### Given data
★ ★ ★ ★
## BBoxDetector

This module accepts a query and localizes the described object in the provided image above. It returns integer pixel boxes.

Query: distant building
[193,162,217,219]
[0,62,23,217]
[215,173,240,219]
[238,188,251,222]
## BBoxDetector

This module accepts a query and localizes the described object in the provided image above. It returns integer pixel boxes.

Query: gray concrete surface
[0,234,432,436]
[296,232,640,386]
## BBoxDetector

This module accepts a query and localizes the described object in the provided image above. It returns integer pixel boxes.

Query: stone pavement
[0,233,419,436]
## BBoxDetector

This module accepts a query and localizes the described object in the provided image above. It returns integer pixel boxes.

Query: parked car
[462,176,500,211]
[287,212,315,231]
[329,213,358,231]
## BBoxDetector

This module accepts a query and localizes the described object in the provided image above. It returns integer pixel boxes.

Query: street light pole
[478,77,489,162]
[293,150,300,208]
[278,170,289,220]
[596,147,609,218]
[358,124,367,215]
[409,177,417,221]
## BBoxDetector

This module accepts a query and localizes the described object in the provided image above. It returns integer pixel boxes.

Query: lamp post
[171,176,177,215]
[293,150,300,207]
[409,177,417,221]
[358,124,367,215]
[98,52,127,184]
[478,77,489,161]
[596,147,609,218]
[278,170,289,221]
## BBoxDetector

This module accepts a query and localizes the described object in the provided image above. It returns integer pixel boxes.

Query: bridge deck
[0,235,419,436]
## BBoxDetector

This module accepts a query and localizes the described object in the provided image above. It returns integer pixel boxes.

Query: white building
★ ★ ★ ★
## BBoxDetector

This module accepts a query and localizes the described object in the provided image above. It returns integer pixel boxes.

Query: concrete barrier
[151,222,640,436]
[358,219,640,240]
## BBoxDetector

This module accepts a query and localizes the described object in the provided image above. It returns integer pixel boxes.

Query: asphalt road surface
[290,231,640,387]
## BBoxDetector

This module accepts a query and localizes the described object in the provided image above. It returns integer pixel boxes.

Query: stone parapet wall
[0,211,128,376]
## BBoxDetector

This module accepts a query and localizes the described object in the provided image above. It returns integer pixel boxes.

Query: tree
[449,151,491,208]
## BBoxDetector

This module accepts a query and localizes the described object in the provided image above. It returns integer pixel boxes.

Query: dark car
★ ★ ★ ★
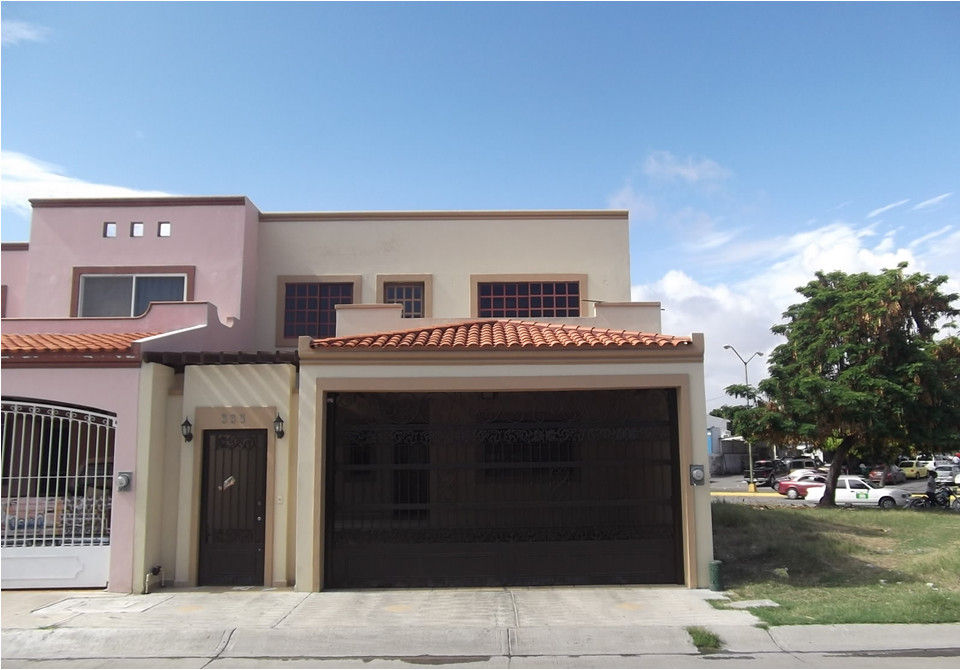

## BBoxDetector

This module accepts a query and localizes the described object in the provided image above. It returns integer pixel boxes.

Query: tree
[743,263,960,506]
★ ★ ★ ★
### Task instructions
Count the lines in the rows above that contain the string "building", with case mattering, and give only that number.

### Output of the exercise
2